-- Opening Marker --

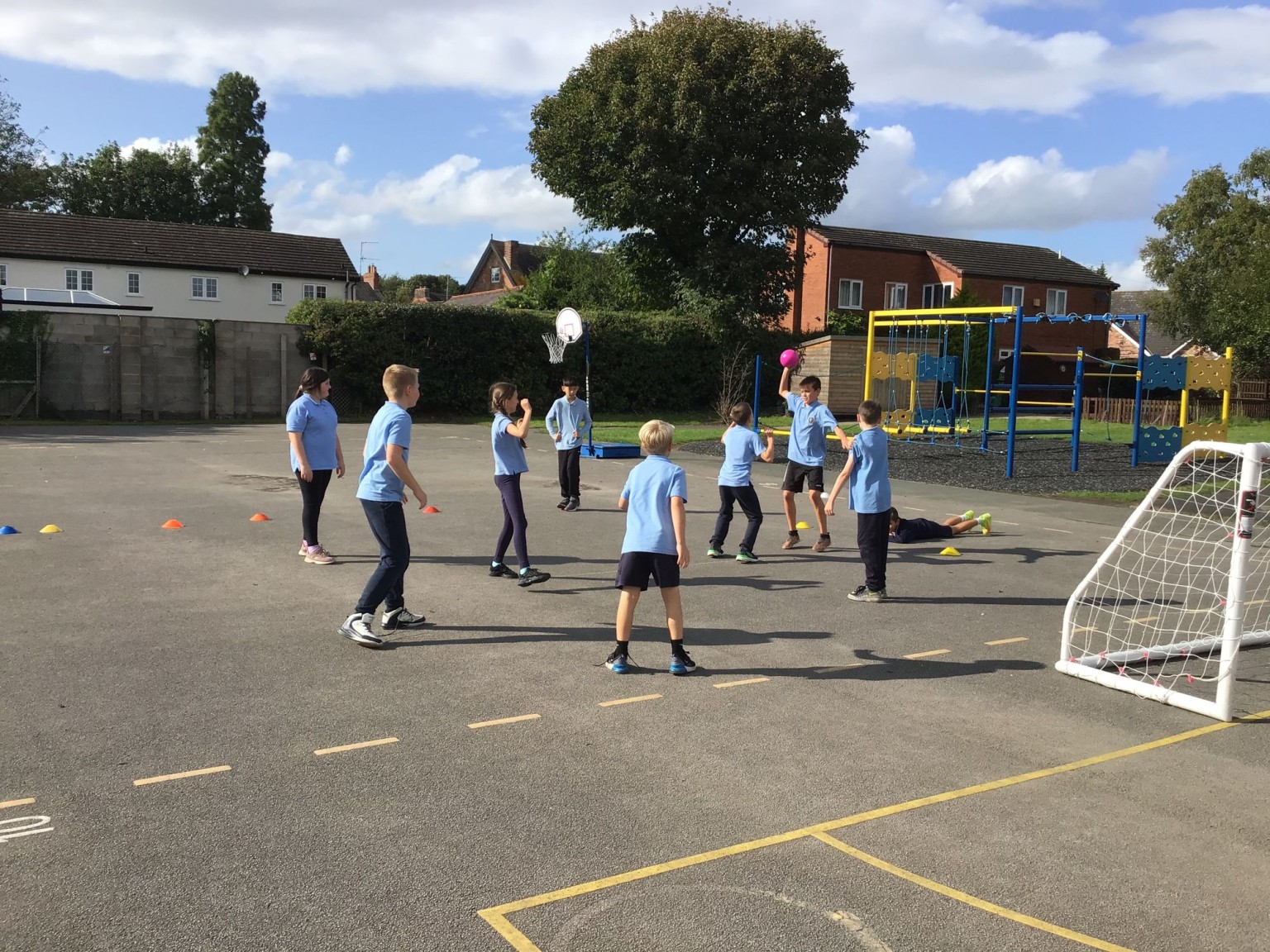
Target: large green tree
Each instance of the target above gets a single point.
(706, 137)
(23, 173)
(145, 186)
(1215, 259)
(232, 153)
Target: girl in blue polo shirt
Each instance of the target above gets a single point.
(508, 440)
(315, 454)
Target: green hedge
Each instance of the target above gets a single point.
(639, 362)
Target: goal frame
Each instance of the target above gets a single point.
(1242, 523)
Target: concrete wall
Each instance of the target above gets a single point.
(128, 367)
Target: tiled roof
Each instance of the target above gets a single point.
(76, 238)
(983, 259)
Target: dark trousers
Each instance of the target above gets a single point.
(386, 584)
(513, 521)
(747, 497)
(571, 473)
(873, 531)
(313, 494)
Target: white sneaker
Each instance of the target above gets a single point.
(357, 627)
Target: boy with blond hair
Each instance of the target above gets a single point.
(656, 544)
(381, 490)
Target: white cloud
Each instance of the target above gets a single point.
(917, 51)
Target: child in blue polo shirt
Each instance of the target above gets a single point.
(870, 497)
(381, 490)
(568, 421)
(656, 544)
(742, 445)
(509, 464)
(807, 455)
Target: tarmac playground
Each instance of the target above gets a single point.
(193, 758)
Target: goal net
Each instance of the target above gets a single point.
(1184, 585)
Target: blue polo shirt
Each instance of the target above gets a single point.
(807, 431)
(870, 483)
(564, 418)
(508, 452)
(315, 421)
(741, 447)
(377, 483)
(648, 493)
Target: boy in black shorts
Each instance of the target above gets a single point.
(656, 545)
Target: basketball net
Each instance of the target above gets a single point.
(556, 347)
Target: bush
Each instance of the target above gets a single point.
(639, 362)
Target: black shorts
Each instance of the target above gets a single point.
(635, 568)
(796, 473)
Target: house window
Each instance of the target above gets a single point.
(203, 288)
(850, 293)
(936, 295)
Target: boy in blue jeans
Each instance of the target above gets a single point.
(656, 545)
(568, 421)
(381, 490)
(870, 497)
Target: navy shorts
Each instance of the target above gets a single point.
(635, 568)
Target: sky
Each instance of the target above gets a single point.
(403, 128)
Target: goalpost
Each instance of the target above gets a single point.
(1184, 585)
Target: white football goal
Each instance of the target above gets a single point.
(1184, 585)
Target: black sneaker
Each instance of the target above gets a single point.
(400, 620)
(531, 577)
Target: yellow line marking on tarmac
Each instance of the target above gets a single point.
(1021, 918)
(504, 720)
(738, 683)
(497, 916)
(180, 776)
(356, 746)
(629, 700)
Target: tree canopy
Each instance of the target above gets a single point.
(1215, 259)
(706, 137)
(232, 153)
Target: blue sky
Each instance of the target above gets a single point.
(1063, 123)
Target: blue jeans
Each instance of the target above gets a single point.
(386, 584)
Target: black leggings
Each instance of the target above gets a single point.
(513, 521)
(313, 494)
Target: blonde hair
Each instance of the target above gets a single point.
(656, 437)
(398, 377)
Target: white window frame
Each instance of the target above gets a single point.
(929, 295)
(851, 295)
(203, 288)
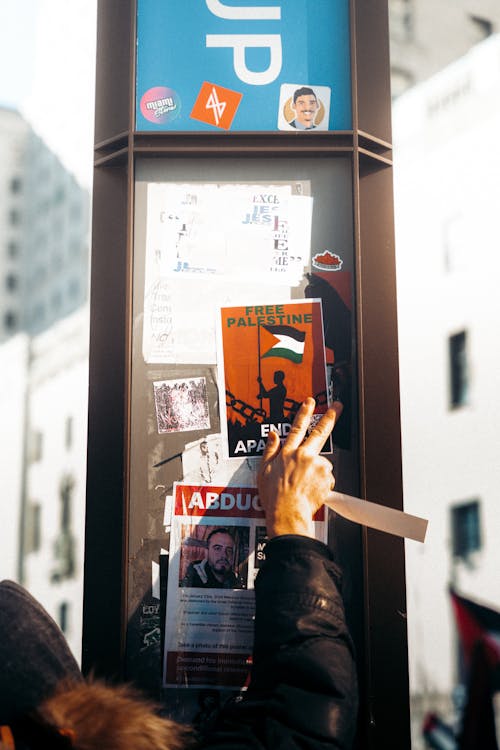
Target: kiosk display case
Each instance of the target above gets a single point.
(191, 216)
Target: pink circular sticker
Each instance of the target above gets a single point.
(160, 105)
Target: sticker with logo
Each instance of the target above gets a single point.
(216, 105)
(160, 105)
(327, 261)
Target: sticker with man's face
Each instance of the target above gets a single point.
(304, 107)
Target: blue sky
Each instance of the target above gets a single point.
(18, 20)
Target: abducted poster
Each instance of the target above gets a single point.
(243, 65)
(218, 244)
(217, 545)
(272, 357)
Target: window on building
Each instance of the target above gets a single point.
(11, 282)
(457, 239)
(35, 446)
(33, 527)
(482, 26)
(68, 432)
(63, 616)
(459, 370)
(465, 529)
(12, 249)
(14, 217)
(56, 301)
(401, 80)
(74, 289)
(401, 16)
(10, 321)
(64, 544)
(15, 185)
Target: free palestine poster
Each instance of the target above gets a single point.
(272, 357)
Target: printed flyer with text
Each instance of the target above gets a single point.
(217, 545)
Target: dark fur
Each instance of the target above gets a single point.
(101, 717)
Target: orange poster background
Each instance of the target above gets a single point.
(241, 355)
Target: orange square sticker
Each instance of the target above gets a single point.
(216, 105)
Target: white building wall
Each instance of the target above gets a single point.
(58, 391)
(13, 384)
(447, 167)
(14, 133)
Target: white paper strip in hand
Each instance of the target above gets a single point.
(377, 516)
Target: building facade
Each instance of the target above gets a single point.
(448, 264)
(53, 498)
(44, 230)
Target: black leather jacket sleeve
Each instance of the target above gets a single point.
(303, 690)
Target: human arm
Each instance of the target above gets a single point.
(303, 691)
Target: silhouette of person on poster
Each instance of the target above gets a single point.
(276, 396)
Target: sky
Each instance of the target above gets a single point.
(47, 72)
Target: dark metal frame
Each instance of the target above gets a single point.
(384, 718)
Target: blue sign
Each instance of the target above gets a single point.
(243, 65)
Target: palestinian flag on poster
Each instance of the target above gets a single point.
(477, 623)
(290, 344)
(270, 358)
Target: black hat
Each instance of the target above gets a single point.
(34, 655)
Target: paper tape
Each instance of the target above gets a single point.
(377, 516)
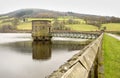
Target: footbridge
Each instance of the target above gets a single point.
(76, 34)
(41, 30)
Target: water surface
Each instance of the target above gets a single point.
(20, 57)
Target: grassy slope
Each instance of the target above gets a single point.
(112, 26)
(25, 26)
(82, 27)
(111, 47)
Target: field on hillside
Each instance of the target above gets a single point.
(82, 27)
(112, 26)
(111, 49)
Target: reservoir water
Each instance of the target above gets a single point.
(20, 57)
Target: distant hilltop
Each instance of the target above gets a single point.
(49, 14)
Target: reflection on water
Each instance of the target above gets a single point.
(27, 59)
(41, 50)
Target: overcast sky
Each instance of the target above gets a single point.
(96, 7)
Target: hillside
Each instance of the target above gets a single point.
(46, 13)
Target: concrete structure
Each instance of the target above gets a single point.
(41, 30)
(74, 34)
(86, 64)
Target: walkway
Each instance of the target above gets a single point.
(115, 36)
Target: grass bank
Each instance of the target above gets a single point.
(112, 26)
(111, 48)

-- Closing Marker --

PROBLEM DESCRIPTION: Without the pictures, please reproduce each line of the listing above exactly, from the first one through the line bearing "Target: blue polo shirt".

ANSWER FOR THIS EXERCISE:
Target: large green tree
Each instance of the target above gets a single point.
(706, 137)
(23, 173)
(145, 186)
(1215, 259)
(232, 153)
Target: girl in blue polo shirt
Each instance of the target above gets a single point.
(508, 440)
(315, 454)
Target: green hedge
Each instance of the target above gets a single point.
(639, 362)
Target: goal frame
Each instance of the target above gets a single point.
(1242, 523)
Target: concrete wall
Each instance of the target above gets a single point.
(128, 367)
Target: tiled roof
Each instance of the target above gets a single point.
(76, 238)
(983, 259)
Target: dark trousers
Each instance of the target above gets a single point.
(386, 584)
(513, 521)
(747, 497)
(571, 473)
(873, 531)
(313, 494)
Target: white sneaker
Each instance of the target above gets a single point.
(357, 627)
Target: boy with blond hair
Each instance of the target above gets a single point.
(656, 544)
(381, 490)
Target: white cloud
Each instance of the target above gets a single point.
(917, 51)
Target: child in blue polo shirt
Each instance of the target above gets a single point.
(870, 497)
(381, 490)
(568, 421)
(656, 544)
(742, 445)
(509, 464)
(807, 455)
Target: tarmac playground
Each instance of the target above gets a single point.
(193, 758)
Target: goal net
Each instance of the target above gets a single point.
(1184, 585)
Target: blue polo shirt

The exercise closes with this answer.